[About this task]
I would like each line of the data that holds the word "woman" copied out.

Saved entries:
------------
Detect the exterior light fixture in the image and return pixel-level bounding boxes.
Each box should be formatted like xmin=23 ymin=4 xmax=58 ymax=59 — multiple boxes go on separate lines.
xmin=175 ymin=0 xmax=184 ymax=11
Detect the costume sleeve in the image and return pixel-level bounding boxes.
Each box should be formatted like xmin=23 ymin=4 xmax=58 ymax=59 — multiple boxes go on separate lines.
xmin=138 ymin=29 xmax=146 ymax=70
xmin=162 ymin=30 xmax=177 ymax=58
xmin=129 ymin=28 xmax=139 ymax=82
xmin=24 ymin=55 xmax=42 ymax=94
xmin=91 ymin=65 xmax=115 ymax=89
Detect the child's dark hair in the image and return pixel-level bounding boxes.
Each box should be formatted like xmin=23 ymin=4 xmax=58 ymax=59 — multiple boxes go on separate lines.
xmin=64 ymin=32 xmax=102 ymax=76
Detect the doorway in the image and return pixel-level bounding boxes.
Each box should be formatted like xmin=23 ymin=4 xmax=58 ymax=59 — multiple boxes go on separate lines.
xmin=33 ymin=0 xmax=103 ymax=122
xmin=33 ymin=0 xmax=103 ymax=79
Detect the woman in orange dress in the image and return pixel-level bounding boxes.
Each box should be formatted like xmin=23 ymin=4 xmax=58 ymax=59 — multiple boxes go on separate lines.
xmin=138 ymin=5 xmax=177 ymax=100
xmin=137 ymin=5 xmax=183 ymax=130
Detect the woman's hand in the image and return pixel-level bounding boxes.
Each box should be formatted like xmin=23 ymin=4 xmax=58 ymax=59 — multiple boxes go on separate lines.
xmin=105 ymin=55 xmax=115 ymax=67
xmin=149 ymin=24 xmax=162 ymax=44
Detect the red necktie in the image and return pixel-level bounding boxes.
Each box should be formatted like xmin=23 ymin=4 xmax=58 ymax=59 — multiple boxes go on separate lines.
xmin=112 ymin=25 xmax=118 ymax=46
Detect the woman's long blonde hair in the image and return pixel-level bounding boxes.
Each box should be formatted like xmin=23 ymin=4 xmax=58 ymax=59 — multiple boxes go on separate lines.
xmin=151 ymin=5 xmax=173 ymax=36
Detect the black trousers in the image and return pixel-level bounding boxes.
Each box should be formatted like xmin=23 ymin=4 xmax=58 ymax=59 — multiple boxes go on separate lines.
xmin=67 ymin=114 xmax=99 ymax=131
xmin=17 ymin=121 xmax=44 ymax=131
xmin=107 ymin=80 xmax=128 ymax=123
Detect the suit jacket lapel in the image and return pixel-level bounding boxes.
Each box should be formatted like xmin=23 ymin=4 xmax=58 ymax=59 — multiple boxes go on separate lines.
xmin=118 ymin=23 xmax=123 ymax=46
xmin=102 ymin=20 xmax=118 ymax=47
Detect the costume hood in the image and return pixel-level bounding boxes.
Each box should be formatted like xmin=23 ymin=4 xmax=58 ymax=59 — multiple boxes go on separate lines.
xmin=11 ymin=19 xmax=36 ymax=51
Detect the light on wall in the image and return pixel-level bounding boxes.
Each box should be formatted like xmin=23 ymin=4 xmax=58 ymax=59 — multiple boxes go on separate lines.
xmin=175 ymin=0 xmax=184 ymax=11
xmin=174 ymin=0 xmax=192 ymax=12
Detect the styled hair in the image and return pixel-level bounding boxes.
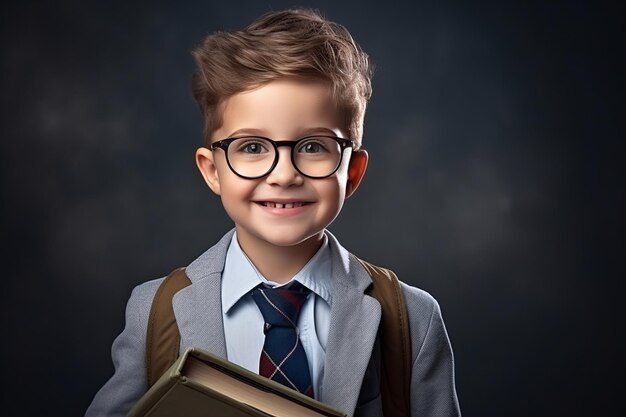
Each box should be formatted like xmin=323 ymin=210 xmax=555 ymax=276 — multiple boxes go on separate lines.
xmin=191 ymin=8 xmax=373 ymax=148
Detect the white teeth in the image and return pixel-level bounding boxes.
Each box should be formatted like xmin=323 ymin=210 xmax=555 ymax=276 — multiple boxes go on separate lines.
xmin=261 ymin=202 xmax=306 ymax=208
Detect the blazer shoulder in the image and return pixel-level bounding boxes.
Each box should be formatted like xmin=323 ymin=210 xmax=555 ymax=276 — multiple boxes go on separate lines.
xmin=131 ymin=276 xmax=166 ymax=301
xmin=399 ymin=281 xmax=439 ymax=317
xmin=115 ymin=275 xmax=170 ymax=338
xmin=397 ymin=280 xmax=446 ymax=364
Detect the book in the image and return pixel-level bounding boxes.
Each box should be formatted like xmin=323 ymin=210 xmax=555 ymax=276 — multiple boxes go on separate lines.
xmin=126 ymin=347 xmax=347 ymax=417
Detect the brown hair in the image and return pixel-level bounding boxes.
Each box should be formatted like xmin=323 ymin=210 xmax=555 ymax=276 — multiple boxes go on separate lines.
xmin=191 ymin=8 xmax=373 ymax=148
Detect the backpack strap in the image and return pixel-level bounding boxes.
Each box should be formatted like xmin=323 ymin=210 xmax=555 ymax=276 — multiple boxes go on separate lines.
xmin=145 ymin=267 xmax=191 ymax=387
xmin=146 ymin=261 xmax=411 ymax=417
xmin=358 ymin=258 xmax=412 ymax=417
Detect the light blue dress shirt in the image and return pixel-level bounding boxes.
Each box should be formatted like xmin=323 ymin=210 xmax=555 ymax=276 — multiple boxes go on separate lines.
xmin=221 ymin=232 xmax=332 ymax=399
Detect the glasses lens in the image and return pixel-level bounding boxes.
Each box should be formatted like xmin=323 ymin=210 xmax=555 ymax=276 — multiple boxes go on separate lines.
xmin=227 ymin=137 xmax=275 ymax=178
xmin=293 ymin=136 xmax=343 ymax=177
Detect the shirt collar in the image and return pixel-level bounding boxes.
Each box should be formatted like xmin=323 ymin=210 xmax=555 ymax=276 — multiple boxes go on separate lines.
xmin=221 ymin=232 xmax=332 ymax=315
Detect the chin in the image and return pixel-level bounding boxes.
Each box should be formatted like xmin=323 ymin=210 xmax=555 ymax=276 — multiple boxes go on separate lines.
xmin=263 ymin=235 xmax=314 ymax=248
xmin=256 ymin=229 xmax=322 ymax=248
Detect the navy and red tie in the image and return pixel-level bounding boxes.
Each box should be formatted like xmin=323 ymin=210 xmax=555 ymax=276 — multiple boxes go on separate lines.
xmin=251 ymin=282 xmax=314 ymax=398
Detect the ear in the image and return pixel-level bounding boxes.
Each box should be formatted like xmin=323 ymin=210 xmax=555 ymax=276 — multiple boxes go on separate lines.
xmin=345 ymin=149 xmax=368 ymax=198
xmin=195 ymin=147 xmax=222 ymax=195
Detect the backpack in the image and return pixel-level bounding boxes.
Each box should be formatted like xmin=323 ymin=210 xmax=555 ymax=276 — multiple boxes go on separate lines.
xmin=145 ymin=258 xmax=411 ymax=417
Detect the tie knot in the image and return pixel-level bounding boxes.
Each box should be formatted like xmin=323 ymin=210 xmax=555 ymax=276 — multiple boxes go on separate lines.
xmin=251 ymin=282 xmax=311 ymax=327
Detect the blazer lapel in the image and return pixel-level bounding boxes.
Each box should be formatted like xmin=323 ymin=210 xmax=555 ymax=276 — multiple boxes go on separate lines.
xmin=320 ymin=232 xmax=381 ymax=415
xmin=172 ymin=229 xmax=235 ymax=359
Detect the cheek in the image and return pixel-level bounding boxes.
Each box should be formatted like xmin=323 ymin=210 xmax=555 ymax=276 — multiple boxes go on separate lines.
xmin=317 ymin=178 xmax=347 ymax=211
xmin=219 ymin=188 xmax=252 ymax=225
xmin=218 ymin=176 xmax=255 ymax=209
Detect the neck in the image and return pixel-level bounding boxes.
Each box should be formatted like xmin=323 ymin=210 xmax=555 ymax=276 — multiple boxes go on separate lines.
xmin=236 ymin=230 xmax=324 ymax=284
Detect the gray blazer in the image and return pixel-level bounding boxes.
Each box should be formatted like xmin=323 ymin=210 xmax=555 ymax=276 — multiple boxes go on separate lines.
xmin=86 ymin=230 xmax=461 ymax=417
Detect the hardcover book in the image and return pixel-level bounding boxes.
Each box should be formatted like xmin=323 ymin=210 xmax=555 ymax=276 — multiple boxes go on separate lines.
xmin=126 ymin=347 xmax=347 ymax=417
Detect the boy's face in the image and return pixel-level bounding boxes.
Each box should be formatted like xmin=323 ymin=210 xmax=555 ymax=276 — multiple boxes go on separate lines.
xmin=195 ymin=79 xmax=368 ymax=250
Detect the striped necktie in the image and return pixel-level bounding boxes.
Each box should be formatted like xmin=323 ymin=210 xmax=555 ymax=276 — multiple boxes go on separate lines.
xmin=251 ymin=282 xmax=314 ymax=397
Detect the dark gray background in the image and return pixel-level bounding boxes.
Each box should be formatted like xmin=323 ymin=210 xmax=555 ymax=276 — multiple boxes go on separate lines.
xmin=1 ymin=0 xmax=623 ymax=416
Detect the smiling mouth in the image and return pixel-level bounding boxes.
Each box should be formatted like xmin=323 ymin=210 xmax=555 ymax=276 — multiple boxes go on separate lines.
xmin=256 ymin=201 xmax=310 ymax=209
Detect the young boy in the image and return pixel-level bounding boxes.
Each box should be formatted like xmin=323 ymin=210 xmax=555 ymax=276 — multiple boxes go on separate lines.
xmin=86 ymin=8 xmax=460 ymax=417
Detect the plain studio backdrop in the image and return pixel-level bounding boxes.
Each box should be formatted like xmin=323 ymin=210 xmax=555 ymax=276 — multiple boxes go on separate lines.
xmin=1 ymin=1 xmax=623 ymax=416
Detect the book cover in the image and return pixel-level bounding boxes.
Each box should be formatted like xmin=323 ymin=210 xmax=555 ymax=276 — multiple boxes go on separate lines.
xmin=126 ymin=347 xmax=347 ymax=417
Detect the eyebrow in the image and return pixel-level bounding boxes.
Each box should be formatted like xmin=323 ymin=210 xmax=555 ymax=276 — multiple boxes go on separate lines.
xmin=227 ymin=127 xmax=341 ymax=138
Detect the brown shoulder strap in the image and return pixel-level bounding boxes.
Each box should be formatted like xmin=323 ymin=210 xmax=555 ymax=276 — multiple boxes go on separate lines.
xmin=358 ymin=258 xmax=412 ymax=417
xmin=146 ymin=267 xmax=191 ymax=387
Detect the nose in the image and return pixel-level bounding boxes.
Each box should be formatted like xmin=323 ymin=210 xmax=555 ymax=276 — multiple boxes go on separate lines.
xmin=265 ymin=147 xmax=304 ymax=187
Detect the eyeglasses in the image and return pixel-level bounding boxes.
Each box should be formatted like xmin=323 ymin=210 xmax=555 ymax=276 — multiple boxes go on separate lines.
xmin=208 ymin=135 xmax=354 ymax=179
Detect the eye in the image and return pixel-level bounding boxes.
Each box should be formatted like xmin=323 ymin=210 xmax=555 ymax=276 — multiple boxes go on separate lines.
xmin=243 ymin=143 xmax=263 ymax=154
xmin=234 ymin=138 xmax=270 ymax=154
xmin=298 ymin=139 xmax=329 ymax=154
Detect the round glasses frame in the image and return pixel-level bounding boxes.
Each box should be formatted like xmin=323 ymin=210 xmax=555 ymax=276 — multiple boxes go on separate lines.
xmin=208 ymin=135 xmax=355 ymax=179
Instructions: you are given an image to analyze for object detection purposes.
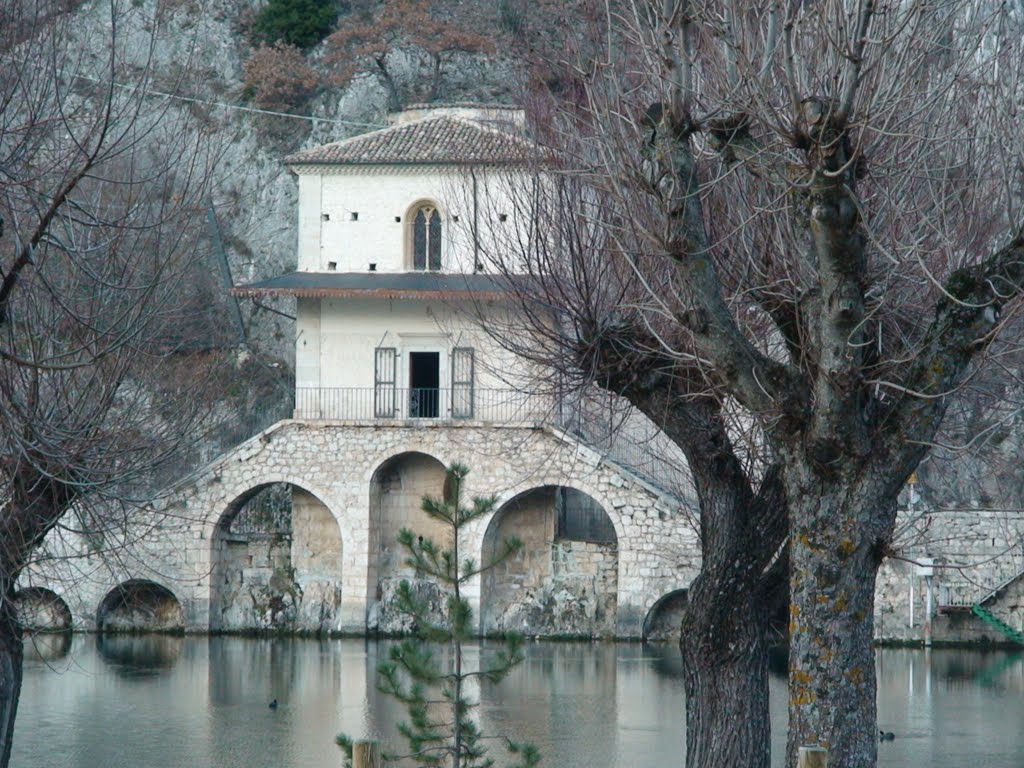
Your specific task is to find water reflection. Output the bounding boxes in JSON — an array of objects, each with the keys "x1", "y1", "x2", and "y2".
[
  {"x1": 96, "y1": 633, "x2": 183, "y2": 677},
  {"x1": 11, "y1": 637, "x2": 1024, "y2": 768},
  {"x1": 22, "y1": 631, "x2": 71, "y2": 662}
]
------------
[Reply]
Detect the woman in orange dress in the image and return pixel-level bounding boxes.
Detect the woman's hand in the image and return pixel-level bounding boxes.
Detect the woman's long blonde hair in the image and return pixel-level bounding boxes.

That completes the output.